▶ [EXERCISE DATA]
☆ ☆ ☆ ☆ ☆
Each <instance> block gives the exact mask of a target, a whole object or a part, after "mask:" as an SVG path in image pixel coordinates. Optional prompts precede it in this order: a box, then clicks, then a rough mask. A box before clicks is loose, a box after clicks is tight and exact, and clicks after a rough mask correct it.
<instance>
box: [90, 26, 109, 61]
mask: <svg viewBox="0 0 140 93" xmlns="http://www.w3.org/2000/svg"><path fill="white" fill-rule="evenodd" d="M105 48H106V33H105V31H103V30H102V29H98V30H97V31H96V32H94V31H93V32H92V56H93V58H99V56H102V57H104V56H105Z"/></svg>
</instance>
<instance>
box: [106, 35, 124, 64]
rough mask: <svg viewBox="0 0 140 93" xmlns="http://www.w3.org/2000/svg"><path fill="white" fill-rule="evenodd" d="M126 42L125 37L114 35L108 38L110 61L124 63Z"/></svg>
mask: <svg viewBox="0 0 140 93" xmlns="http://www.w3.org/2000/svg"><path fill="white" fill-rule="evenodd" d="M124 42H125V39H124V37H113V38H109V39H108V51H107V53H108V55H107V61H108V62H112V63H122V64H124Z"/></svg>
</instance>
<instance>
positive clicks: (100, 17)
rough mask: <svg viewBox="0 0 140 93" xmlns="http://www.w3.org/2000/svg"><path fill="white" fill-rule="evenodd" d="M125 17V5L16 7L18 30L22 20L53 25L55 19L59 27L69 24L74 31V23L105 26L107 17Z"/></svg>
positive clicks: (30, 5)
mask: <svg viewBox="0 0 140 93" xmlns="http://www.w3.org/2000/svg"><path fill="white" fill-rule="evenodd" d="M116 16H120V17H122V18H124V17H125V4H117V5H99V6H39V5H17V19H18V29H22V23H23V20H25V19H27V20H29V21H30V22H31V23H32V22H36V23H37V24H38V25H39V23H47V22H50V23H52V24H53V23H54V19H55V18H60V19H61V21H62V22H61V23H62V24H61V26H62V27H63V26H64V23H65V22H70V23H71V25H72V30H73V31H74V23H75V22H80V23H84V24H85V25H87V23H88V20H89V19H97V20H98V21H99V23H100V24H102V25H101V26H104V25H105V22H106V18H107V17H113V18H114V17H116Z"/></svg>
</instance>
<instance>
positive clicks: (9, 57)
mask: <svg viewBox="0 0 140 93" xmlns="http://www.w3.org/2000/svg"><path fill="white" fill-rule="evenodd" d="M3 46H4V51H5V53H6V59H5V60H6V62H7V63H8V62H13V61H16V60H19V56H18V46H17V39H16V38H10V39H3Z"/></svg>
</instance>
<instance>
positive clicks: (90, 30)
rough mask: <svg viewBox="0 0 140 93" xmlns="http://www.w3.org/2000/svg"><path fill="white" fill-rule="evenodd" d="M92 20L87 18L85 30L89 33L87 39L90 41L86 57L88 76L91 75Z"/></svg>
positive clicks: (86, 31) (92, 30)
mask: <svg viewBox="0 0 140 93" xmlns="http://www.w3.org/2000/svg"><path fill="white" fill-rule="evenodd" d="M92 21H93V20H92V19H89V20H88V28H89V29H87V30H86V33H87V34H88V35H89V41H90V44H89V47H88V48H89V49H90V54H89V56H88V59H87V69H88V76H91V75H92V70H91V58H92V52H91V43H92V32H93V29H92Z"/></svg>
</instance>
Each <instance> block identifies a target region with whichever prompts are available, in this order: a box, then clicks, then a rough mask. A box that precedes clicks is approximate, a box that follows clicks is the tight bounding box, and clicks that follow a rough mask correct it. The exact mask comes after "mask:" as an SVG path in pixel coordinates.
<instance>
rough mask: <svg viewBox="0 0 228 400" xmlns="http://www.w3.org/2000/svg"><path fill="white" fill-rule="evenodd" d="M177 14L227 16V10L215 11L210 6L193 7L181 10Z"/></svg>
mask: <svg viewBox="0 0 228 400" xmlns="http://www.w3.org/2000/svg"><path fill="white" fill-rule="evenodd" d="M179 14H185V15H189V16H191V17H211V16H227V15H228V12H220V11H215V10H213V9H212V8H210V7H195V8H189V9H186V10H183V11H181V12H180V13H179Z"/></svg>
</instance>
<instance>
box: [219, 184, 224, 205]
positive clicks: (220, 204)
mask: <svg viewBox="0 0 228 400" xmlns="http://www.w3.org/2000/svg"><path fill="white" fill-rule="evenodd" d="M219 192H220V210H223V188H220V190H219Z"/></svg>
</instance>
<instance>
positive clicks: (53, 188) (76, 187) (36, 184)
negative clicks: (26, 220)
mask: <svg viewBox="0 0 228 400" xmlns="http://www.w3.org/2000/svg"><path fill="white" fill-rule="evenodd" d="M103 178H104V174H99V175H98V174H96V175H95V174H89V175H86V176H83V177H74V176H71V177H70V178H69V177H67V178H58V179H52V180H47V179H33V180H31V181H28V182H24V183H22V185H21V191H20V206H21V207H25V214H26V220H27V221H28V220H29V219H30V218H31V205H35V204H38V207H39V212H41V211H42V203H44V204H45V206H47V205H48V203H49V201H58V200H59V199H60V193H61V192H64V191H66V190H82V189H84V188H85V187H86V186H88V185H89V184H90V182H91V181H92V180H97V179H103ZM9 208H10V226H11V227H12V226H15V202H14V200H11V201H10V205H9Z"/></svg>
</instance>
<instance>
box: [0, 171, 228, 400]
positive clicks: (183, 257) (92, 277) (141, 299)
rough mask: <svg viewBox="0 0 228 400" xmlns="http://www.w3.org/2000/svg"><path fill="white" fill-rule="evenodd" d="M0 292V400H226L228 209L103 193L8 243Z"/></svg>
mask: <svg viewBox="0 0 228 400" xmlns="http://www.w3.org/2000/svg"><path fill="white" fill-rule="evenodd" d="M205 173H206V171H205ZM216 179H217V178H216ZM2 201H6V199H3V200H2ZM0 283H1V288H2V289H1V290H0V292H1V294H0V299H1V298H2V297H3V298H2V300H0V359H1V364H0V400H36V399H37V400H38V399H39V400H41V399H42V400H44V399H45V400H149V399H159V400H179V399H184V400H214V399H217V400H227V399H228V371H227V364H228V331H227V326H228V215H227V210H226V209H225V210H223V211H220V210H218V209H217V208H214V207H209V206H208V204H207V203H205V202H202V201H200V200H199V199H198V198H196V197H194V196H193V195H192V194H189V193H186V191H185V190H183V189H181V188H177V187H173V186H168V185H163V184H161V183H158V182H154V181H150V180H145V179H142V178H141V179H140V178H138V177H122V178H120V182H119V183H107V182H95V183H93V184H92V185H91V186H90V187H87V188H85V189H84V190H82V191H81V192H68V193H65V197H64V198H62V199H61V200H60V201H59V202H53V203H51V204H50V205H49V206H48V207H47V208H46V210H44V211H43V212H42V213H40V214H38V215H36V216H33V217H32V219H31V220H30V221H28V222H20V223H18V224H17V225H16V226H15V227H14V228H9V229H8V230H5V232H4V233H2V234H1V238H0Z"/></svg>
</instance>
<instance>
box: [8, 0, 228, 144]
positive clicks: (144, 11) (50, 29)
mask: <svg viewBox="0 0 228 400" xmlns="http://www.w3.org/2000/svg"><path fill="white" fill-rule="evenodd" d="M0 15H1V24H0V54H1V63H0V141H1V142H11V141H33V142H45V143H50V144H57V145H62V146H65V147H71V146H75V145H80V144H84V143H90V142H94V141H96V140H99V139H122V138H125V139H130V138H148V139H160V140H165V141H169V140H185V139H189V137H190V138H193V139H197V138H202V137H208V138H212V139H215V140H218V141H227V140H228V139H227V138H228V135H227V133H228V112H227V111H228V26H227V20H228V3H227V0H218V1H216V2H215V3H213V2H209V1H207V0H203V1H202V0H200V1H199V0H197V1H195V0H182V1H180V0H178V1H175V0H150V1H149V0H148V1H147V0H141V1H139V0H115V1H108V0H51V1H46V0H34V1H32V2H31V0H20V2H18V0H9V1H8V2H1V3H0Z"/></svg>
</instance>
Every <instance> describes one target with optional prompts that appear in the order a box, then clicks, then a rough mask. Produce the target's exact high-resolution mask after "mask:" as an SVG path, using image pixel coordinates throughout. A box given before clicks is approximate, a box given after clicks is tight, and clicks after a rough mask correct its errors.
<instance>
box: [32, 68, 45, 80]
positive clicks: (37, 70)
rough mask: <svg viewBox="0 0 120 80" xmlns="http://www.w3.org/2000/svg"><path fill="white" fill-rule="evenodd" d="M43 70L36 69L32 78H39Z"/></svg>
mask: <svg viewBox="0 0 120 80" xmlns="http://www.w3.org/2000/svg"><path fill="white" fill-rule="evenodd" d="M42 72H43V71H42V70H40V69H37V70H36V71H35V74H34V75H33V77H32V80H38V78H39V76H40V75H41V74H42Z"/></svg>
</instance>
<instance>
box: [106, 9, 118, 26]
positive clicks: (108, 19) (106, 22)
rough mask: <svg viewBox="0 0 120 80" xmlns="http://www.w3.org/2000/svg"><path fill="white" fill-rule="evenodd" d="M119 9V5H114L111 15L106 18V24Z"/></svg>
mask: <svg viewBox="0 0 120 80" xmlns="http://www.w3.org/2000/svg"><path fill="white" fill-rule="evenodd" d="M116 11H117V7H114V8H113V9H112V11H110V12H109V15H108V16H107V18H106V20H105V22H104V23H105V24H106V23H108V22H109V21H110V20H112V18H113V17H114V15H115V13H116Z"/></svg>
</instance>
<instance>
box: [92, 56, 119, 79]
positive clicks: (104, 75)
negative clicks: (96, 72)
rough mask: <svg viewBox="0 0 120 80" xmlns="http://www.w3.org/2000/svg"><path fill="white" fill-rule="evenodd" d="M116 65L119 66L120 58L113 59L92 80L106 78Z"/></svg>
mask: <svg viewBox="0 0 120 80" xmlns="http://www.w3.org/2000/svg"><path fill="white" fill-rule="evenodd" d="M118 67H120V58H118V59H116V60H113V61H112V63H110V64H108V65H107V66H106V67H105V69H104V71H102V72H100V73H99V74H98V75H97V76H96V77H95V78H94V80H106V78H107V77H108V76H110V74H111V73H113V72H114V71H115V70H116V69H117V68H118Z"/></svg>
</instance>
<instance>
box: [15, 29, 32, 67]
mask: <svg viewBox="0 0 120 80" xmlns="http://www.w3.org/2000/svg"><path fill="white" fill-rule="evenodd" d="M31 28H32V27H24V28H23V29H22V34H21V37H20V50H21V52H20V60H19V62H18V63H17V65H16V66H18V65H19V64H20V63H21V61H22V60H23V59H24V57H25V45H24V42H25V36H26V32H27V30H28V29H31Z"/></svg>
☆ ☆ ☆ ☆ ☆
▶ [WHAT IS REQUIRED] In the listing above, how many lines contain the word "negative"? Reply with the number alone.

▶ [OUTPUT] 2